[Collection entries]
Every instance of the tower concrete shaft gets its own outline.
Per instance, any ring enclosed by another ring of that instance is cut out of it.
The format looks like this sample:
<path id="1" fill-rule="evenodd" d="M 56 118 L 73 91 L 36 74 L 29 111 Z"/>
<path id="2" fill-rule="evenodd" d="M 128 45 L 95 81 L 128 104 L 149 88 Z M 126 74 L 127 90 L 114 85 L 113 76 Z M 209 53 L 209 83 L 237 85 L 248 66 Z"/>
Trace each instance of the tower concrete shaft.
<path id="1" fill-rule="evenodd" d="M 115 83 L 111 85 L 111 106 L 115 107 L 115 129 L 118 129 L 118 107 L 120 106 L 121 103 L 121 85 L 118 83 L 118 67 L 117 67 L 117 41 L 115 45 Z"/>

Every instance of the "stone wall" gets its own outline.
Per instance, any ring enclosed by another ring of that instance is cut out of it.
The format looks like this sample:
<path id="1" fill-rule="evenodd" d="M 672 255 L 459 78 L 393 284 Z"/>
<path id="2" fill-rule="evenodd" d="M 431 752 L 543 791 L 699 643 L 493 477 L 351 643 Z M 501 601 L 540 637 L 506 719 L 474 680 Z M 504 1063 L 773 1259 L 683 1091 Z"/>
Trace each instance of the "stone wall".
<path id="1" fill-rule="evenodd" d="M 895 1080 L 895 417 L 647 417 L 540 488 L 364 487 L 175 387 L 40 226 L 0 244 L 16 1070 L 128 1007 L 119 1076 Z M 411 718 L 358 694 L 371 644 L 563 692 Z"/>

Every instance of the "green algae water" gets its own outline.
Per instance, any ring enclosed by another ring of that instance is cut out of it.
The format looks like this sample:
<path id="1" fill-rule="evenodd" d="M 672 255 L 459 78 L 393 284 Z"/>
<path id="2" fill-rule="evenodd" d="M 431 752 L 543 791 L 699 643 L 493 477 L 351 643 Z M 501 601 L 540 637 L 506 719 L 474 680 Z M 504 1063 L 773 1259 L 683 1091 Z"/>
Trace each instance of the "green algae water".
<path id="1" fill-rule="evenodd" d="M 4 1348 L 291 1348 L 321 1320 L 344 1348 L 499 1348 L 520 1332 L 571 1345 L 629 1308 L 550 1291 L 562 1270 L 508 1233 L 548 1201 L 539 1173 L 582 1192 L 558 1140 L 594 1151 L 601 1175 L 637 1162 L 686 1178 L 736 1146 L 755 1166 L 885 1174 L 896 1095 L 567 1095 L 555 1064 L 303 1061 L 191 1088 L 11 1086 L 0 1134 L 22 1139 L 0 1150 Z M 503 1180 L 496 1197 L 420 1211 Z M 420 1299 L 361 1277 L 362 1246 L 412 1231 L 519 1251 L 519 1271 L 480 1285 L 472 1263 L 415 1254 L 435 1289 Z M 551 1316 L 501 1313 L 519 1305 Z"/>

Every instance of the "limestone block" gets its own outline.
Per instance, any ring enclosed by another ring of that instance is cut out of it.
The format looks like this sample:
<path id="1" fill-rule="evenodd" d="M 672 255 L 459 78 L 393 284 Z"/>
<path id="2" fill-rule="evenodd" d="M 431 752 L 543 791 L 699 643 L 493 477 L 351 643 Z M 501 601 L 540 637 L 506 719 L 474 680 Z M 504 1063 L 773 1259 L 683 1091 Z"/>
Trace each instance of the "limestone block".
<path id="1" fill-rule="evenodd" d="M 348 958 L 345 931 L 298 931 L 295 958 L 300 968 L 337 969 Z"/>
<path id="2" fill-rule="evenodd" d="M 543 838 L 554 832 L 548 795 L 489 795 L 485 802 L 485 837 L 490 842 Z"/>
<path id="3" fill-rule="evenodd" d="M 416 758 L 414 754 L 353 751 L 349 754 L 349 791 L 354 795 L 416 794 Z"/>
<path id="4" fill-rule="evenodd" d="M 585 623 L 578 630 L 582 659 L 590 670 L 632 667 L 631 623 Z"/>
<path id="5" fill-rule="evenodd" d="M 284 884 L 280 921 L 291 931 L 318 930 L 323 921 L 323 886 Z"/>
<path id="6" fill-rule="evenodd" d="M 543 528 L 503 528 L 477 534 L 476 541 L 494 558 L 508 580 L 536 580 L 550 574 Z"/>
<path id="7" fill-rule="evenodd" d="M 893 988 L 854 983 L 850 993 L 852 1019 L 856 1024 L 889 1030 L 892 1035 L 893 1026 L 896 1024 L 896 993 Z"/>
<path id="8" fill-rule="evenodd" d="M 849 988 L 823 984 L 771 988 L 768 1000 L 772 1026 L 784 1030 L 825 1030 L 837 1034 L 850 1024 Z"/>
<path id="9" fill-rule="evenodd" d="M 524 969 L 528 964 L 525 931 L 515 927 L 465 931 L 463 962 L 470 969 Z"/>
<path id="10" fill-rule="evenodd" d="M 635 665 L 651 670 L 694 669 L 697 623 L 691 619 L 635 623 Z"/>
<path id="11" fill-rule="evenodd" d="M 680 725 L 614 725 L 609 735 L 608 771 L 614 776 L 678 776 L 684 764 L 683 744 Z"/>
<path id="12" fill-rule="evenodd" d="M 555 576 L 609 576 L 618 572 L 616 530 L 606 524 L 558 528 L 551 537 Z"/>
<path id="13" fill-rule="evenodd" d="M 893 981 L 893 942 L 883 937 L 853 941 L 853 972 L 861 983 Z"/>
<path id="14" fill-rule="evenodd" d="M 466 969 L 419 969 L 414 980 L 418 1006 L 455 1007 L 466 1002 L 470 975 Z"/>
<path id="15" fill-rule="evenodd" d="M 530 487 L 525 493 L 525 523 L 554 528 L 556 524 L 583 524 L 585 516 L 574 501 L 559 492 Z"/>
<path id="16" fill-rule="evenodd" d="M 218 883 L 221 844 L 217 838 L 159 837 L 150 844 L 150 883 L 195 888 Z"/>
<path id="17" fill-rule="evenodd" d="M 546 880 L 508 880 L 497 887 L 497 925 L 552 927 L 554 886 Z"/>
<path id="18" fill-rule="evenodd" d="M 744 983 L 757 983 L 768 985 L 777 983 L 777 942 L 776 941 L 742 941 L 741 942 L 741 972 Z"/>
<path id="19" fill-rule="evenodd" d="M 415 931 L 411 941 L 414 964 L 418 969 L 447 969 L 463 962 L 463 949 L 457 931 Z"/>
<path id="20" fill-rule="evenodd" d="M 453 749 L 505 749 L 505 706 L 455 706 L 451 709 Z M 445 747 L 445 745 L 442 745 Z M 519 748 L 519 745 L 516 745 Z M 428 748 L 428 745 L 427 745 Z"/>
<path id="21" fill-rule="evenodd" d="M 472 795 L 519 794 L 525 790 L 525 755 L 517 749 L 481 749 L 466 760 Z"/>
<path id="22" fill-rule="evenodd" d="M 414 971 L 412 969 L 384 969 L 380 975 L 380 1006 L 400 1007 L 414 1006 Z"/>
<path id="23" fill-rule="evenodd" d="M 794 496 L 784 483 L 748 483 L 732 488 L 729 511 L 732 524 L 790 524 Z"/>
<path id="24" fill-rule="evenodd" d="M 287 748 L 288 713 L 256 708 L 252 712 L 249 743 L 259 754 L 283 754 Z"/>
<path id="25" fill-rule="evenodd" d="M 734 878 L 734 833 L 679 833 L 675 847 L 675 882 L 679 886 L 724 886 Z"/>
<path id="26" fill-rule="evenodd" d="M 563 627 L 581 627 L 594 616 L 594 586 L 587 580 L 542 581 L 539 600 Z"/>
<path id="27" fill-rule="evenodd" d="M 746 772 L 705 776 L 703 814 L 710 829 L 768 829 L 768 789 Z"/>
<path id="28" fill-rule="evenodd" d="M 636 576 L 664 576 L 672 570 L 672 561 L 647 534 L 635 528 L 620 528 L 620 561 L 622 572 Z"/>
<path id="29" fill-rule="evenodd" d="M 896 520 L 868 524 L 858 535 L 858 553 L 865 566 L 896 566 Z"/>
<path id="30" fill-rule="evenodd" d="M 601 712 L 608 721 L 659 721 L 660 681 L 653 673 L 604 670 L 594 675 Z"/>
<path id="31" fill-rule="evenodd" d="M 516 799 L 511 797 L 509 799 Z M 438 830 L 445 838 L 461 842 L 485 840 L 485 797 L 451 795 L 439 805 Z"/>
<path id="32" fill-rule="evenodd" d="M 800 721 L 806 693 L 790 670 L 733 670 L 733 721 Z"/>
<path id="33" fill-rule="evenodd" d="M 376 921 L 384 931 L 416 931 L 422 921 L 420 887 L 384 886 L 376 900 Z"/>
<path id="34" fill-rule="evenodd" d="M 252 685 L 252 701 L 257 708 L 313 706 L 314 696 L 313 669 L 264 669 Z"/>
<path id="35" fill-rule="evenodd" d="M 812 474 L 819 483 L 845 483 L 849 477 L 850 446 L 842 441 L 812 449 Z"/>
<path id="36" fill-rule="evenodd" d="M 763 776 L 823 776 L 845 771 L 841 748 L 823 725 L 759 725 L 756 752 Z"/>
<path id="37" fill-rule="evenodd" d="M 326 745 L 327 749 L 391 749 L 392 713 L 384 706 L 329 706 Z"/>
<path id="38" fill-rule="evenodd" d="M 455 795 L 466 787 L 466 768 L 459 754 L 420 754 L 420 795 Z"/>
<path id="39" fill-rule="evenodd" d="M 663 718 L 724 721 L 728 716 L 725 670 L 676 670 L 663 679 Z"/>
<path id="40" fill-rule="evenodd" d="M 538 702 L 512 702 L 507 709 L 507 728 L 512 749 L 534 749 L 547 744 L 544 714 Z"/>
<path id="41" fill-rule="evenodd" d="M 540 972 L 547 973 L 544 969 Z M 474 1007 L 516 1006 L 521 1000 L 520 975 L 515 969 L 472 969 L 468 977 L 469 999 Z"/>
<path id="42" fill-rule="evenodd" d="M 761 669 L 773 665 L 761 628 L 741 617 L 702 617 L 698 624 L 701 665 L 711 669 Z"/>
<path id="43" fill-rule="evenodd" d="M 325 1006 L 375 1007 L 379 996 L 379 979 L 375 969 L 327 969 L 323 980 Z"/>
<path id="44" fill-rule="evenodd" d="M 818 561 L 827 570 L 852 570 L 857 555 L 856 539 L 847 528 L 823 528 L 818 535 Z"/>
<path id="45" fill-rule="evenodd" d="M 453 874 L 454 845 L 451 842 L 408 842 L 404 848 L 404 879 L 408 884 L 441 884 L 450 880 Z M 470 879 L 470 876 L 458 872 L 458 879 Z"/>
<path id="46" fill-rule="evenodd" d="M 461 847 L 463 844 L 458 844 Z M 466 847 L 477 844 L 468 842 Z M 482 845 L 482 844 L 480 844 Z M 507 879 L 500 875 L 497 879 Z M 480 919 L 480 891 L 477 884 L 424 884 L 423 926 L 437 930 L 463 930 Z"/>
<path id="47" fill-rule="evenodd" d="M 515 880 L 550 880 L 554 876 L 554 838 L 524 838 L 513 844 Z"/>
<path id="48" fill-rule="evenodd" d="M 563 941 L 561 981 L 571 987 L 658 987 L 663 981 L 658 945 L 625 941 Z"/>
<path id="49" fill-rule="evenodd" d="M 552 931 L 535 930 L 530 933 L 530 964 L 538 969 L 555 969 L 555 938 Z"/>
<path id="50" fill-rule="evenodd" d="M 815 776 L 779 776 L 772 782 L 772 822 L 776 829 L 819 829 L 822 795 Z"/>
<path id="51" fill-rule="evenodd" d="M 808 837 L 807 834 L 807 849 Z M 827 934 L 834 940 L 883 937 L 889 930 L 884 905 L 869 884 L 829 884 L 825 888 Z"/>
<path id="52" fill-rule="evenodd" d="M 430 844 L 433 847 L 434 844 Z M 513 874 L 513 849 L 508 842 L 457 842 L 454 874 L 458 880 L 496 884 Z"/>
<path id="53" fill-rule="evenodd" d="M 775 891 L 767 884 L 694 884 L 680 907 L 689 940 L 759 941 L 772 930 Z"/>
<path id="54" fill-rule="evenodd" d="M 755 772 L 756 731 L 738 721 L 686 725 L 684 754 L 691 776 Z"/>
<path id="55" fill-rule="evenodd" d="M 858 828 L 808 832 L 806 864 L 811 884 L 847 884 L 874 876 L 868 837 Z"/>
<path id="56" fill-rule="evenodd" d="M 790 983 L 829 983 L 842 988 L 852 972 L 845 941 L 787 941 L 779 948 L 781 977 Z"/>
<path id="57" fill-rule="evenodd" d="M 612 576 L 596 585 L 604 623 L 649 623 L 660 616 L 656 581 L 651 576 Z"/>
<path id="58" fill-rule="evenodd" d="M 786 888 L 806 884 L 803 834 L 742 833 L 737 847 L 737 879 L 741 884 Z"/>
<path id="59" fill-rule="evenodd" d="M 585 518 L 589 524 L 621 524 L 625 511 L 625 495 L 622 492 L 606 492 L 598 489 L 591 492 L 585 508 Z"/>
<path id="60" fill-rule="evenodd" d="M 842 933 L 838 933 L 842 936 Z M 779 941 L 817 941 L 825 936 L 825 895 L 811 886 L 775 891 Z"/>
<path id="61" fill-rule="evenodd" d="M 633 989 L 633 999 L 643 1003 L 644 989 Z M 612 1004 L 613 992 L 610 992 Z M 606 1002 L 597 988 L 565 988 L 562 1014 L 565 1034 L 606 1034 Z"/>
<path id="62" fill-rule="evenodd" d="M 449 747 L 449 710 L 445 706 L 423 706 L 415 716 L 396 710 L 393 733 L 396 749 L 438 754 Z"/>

**EXERCISE**
Rewrite the records starting at the beginning and going on through the line that contains "115 83 L 111", putting "chimney stack" in place of every "tower concrete shaft" and leaving everything else untouched.

**SOLUTION FOR THIS PROBLEM**
Every instance of the chimney stack gets its own outline.
Per instance, any ring enclosed by another ring of that instance is cut out of it.
The format looks like this sample:
<path id="1" fill-rule="evenodd" d="M 56 118 L 73 91 L 36 74 L 29 111 Z"/>
<path id="2" fill-rule="evenodd" d="M 128 45 L 95 81 L 128 104 L 149 88 Z M 126 74 L 127 90 L 114 85 L 113 76 Z M 209 53 L 209 83 L 237 85 L 248 66 Z"/>
Trace each instance of the chimney stack.
<path id="1" fill-rule="evenodd" d="M 115 83 L 111 85 L 111 106 L 115 107 L 115 129 L 118 129 L 118 107 L 120 106 L 121 103 L 121 85 L 118 83 L 118 67 L 117 67 L 117 41 L 115 45 Z"/>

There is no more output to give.